═══ Data records ═══
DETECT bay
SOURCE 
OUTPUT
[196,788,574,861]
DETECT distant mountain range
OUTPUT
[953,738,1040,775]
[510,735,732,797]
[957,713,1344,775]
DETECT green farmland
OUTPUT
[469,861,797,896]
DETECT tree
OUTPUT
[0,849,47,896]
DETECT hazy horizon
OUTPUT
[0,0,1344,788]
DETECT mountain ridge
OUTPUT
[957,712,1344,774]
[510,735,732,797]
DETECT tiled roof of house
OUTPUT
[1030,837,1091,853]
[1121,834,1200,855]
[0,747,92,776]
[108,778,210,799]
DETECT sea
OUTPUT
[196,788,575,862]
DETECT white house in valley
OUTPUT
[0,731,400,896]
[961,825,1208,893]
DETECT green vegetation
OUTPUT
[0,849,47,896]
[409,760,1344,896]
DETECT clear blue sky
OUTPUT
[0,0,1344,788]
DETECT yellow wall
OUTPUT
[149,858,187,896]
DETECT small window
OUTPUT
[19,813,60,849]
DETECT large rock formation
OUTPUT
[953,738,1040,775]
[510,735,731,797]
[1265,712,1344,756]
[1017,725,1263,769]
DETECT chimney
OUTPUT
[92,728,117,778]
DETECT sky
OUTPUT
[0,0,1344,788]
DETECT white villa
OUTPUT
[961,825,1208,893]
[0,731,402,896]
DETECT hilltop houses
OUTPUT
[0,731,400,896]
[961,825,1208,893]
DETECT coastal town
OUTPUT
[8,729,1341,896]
═══
═══ Data records ═══
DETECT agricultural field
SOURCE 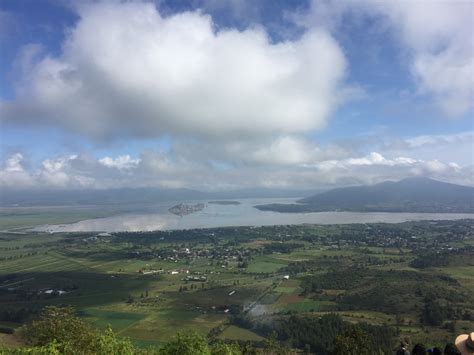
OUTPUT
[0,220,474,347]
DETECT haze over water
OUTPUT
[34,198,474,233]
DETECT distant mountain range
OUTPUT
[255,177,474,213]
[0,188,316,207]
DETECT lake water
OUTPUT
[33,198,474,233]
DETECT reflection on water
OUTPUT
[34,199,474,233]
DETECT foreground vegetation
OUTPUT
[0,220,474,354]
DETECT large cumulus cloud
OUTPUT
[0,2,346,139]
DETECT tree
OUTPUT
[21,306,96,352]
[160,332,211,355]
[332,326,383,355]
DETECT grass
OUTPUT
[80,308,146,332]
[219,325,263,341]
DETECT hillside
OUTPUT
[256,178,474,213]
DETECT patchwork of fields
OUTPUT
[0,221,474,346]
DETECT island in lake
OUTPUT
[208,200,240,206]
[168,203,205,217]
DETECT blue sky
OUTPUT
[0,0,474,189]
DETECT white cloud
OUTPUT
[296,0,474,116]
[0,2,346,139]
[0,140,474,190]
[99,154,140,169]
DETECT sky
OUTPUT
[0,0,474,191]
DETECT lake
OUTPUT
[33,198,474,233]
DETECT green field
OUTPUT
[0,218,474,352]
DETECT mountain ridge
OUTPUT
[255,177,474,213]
═══
═══ Data records ═══
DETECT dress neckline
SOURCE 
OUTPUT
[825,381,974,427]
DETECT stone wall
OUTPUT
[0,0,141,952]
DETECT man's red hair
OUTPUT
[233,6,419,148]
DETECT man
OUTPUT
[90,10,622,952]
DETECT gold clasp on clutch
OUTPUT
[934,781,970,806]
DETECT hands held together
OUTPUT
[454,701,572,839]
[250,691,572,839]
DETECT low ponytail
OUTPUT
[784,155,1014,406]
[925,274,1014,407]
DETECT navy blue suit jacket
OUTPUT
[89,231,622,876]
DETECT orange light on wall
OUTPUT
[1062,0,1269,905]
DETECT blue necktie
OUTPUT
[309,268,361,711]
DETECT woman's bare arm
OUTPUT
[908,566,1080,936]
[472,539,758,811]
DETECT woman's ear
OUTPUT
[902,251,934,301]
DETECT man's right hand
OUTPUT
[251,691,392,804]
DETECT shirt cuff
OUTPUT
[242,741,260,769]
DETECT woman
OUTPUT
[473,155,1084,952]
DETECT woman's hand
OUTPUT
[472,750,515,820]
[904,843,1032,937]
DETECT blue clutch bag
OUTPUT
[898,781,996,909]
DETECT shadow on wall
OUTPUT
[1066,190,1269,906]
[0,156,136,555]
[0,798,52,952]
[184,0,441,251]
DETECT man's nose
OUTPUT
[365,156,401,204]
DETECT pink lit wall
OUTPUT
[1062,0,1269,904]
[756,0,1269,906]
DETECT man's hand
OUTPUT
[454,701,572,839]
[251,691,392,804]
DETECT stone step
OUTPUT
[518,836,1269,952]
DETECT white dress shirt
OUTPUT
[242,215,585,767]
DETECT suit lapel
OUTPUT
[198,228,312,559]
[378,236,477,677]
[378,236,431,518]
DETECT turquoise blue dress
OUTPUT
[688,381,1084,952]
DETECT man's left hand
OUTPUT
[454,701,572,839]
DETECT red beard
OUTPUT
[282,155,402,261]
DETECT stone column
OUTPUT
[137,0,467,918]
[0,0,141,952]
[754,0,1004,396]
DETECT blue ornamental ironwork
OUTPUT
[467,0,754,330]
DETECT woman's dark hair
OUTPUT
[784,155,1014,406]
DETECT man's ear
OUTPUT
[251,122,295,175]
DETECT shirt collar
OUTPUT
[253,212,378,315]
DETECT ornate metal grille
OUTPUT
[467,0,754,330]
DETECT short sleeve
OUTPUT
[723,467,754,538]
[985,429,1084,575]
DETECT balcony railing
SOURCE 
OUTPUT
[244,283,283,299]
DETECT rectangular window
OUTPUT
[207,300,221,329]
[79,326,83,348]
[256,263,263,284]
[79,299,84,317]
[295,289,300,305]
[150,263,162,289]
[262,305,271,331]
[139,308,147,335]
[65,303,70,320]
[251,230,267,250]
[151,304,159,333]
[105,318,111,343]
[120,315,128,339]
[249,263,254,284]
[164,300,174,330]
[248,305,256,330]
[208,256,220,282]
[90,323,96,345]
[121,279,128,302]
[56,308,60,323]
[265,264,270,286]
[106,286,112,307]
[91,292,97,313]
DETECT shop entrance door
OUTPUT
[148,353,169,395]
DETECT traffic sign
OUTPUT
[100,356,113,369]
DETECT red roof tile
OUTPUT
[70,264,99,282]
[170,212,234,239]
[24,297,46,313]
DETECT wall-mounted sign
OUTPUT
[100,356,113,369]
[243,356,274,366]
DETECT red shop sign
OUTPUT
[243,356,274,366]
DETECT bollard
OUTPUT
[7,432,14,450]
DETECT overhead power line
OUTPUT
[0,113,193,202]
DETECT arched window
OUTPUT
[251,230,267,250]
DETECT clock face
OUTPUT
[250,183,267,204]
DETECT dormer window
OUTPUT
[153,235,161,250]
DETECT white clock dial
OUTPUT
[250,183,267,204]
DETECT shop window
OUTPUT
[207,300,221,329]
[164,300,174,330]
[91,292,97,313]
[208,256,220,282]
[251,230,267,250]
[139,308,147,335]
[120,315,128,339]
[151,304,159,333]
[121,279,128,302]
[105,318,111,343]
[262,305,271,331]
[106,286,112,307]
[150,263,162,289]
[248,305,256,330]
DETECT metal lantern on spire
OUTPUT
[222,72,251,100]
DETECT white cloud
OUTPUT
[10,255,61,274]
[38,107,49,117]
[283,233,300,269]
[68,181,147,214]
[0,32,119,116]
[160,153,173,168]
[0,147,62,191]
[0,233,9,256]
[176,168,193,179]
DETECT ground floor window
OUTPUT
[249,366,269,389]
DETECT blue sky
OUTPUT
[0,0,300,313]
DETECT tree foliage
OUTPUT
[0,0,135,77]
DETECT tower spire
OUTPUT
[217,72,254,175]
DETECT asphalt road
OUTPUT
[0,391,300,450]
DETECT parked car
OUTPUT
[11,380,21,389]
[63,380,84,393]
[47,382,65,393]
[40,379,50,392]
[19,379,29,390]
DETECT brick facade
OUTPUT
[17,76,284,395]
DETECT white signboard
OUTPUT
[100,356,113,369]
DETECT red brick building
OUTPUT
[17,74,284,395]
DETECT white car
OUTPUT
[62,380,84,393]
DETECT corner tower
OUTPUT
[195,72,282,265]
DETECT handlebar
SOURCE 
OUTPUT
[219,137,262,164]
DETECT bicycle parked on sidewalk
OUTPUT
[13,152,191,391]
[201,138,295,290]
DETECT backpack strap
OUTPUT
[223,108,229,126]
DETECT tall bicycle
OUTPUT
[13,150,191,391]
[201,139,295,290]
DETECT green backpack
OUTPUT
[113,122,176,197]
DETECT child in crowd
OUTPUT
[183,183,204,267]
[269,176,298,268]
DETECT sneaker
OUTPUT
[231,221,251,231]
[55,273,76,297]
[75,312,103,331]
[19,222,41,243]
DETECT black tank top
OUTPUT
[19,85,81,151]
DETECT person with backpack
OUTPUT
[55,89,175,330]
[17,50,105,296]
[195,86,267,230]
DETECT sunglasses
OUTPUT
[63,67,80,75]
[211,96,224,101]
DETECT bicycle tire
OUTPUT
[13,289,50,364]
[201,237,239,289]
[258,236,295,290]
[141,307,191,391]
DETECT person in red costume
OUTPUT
═══
### Written task:
Count the lines in the material above that contain the string "spire", treating uppercase and lowercase as different. Reply with the number alone.

### Exercise output:
2